Your Body Is A (Candidate For) Temple (Filler)
Hello and welcome to another edition of THE DON’T BUY LIST! The other week, while scrolling Instagram, I came across this promo for temple filler:
And then, during research for my latest article on the “facial harmony” craze, a plastic surgeon gave me the following quote: “As we age, temporal hollowing (the loss of volume in the temples) can occur, and fillers can help restore volume in this area, enhancing the overall balance of the face.”
So consider it official. Temples are the hot new body part to hate.
That surgeon mentioned something else I haven’t stopped thinking about since. She said many patients come to her seeking “fuller lips, but forget to consider a receded chin or a subtle nose bump that affects their profile.” (Emphasis mine.) I am beside myself at the thought of people “forgetting” to develop an insecurity!! The phrasing suggests there’s a right way to look, and if you don’t look that way, not only are your features wrong, but you are wrong for failing to recognize their wrongness.
Anyway! Onto the links.
IN THIS ISSUE: Fragrance downsizing! The dairy agenda! Dermorexia! Making America blonde again! The supposed difference between wrinkles and pimples! Preventative face lifts! Sephora parties! Beauty by robots! White Lotus merch! Republican blowouts! Attacks on trans healthcare! & more!
REMEMBER WHEN: I coined the term “dermorexia” in 2023? Reporter Sara Radin did a deep dive into whether “our obsession with skincare [is] becoming a disorder” for Dazed if you’d like to learn more about it.

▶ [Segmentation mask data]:
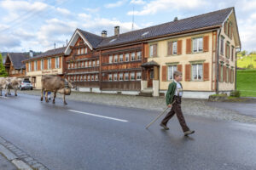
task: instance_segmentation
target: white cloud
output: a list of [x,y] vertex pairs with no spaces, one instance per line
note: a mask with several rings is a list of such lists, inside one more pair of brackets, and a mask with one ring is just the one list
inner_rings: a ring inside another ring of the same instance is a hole
[[143,0],[131,0],[130,2],[130,3],[131,3],[131,4],[137,4],[137,5],[143,5],[143,4],[145,4],[146,2],[143,1]]
[[105,5],[105,7],[107,8],[119,7],[119,6],[122,6],[125,2],[126,2],[126,0],[120,0],[120,1],[118,1],[114,3],[108,3],[108,4]]
[[[191,9],[197,8],[199,6],[203,6],[207,3],[203,0],[154,0],[146,4],[143,10],[134,11],[135,15],[154,14],[159,11],[172,10],[172,9]],[[133,14],[133,11],[127,13],[129,15]]]

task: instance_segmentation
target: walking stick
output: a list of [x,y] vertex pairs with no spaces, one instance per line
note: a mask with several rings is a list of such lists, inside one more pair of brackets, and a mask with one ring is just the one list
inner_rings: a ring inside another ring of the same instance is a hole
[[159,117],[160,117],[165,112],[166,110],[168,109],[169,107],[167,107],[166,109],[165,109],[165,110],[163,112],[161,112],[160,114],[159,114],[159,116],[157,116],[157,117],[155,117],[155,119],[154,119],[147,127],[146,129],[148,128],[148,127],[150,127],[154,122],[156,122],[157,119],[159,119]]

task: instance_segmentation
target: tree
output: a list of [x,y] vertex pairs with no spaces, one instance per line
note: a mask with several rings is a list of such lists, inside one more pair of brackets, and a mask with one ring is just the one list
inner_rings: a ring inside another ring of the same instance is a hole
[[7,72],[3,66],[2,54],[0,54],[0,76],[7,76]]

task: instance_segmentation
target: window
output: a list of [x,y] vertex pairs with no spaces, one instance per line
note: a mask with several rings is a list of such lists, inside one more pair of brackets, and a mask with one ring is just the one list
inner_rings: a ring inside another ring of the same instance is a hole
[[130,54],[125,54],[125,61],[129,61],[129,58],[130,58]]
[[173,80],[173,73],[175,71],[177,71],[177,65],[168,66],[168,80]]
[[137,52],[137,60],[142,60],[142,52]]
[[118,55],[114,55],[114,57],[113,57],[113,62],[117,63],[118,60],[119,60],[119,56]]
[[128,72],[126,72],[126,73],[125,74],[125,81],[128,81],[128,80],[129,80],[129,73],[128,73]]
[[119,54],[119,62],[123,62],[124,61],[124,56],[123,54]]
[[221,37],[220,38],[220,54],[223,55],[224,54],[224,37]]
[[113,81],[117,81],[117,73],[113,74]]
[[108,81],[112,81],[112,74],[108,74]]
[[135,73],[131,72],[131,80],[135,80]]
[[60,68],[60,57],[55,58],[55,68]]
[[137,80],[142,80],[142,72],[137,72]]
[[131,53],[131,60],[135,61],[135,53]]
[[112,62],[113,62],[113,56],[110,55],[110,56],[109,56],[109,60],[108,60],[108,63],[112,63]]
[[34,71],[38,71],[38,61],[34,61]]
[[47,68],[48,68],[48,69],[50,69],[50,65],[51,65],[51,60],[50,60],[50,59],[48,59],[47,61],[48,61],[48,62],[47,62],[47,63],[48,63]]
[[119,81],[123,81],[124,80],[123,76],[124,76],[123,73],[119,73]]
[[192,80],[202,80],[202,64],[192,65]]
[[41,71],[43,71],[44,70],[44,60],[41,60]]
[[31,62],[28,63],[28,71],[31,71]]
[[172,54],[177,54],[177,42],[172,42]]
[[202,51],[202,37],[193,39],[193,52],[201,52]]

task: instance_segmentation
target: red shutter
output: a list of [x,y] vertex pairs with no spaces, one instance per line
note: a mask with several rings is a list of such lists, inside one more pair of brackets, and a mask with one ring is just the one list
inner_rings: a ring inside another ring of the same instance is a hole
[[191,38],[187,39],[186,53],[191,54]]
[[225,65],[223,65],[223,82],[227,82],[226,80],[226,66]]
[[177,42],[177,54],[180,55],[182,54],[182,50],[183,50],[183,41],[182,40],[178,40]]
[[157,57],[157,45],[153,45],[153,56]]
[[204,63],[203,64],[203,77],[204,77],[204,81],[207,81],[210,78],[209,63]]
[[209,36],[204,36],[203,38],[203,50],[204,52],[209,51]]
[[177,65],[177,70],[178,71],[183,72],[183,65]]
[[172,54],[172,42],[168,42],[168,55]]
[[189,82],[191,79],[191,65],[186,65],[185,66],[185,81]]
[[162,82],[167,81],[167,67],[166,65],[162,66]]

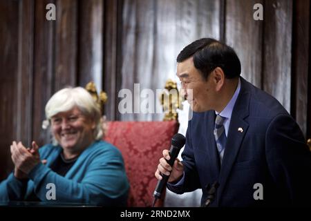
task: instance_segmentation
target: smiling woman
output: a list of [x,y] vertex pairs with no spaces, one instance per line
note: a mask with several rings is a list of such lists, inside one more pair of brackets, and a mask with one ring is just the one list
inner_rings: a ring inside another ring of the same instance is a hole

▶ [Actions to take]:
A: Decide whether each statement agrees with the temple filler newsletter. For each, answer yes or no and quote the words of the newsletter that settle it. (i) The plastic surgeon's quote was given during research for an article on the "facial harmony" craze. (ii) The term "dermorexia" was coined in 2021. (iii) The promo for temple filler turned up while scrolling TikTok.
B: Return the passage of the temple filler newsletter from "That surgeon mentioned" to "healthcare! & more!", copied verbatim.
C: Write the next part of the temple filler newsletter, picking up after its final paragraph.

▶ [Replies]:
A:
(i) Yes: "during research for my latest article on the “facial harmony” craze, a plastic surgeon gave me the following quote"
(ii) No: "I coined the term “dermorexia” in 2023"
(iii) No: "while scrolling Instagram, I came across this promo for temple filler"

B:
That surgeon mentioned something else I haven’t stopped thinking about since. She said many patients come to her seeking “fuller lips, but forget to consider a receded chin or a subtle nose bump that affects their profile.” (Emphasis mine.) I am beside myself at the thought of people “forgetting” to develop an insecurity!! The phrasing suggests there’s a right way to look, and if you don’t look that way, not only are your features wrong, but you are wrong for failing to recognize their wrongness.
Anyway! Onto the links.
IN THIS ISSUE: Fragrance downsizing! The dairy agenda! Dermorexia! Making America blonde again! The supposed difference between wrinkles and pimples! Preventative face lifts! Sephora parties! Beauty by robots! White Lotus merch! Republican blowouts! Attacks on trans healthcare! & more!

C:
FACE IT: I talked to Laura Pitcher of Dazed for her piece “Is there ever such thing as a ‘preventative facelift’?” My (and Pitcher’s) answer: No.
“There’s no such thing as a ‘preventative’ facelift, just like there’s no real way to know how your face would have aged without your anti-ageing creams or baby Botox. Ultimately, the ‘ageing’ we may be running from may just be the simple act of looking like a living, breathing person in real life. ‘I think a lot of what we’re seeing with beauty standards today and surgeries is not so much a fear of ageing as an urge to stay the same as in an image,’ says DeFino. ‘We’re so attached to these frozen images of ourselves that we want our physical bodies to match.’ The only way to do that is to become 2D or freeze time – both of which aren’t physically possible. ‘That’s how a picture works, but it’s not how a body works,’ DeFino adds.”
I also don’t think getting a so-called “preventative” facelift today will save anyone from looking “old” tomorrow.
“DeFino says the preventive cycle never ends because our current concept of ageing is less attached to age than it is attached to norms. ‘The over-plumped look was a norm and indicated something about the era you’re born into,’ she says. ‘Now, with what we’re calling the ‘undetectable era”, this ‘undetectable facelift‘ will be a marker in time – tightly lifted and irreversible.’ With this in mind, your face could be ‘lifted into oblivion’, as DeFino puts it, but kids in ten years may still say you look old because it’s clear you had the procedure done when it was trendy. It’s a cruel dance: forever chasing the ever-changing aesthetic of youthfulness.”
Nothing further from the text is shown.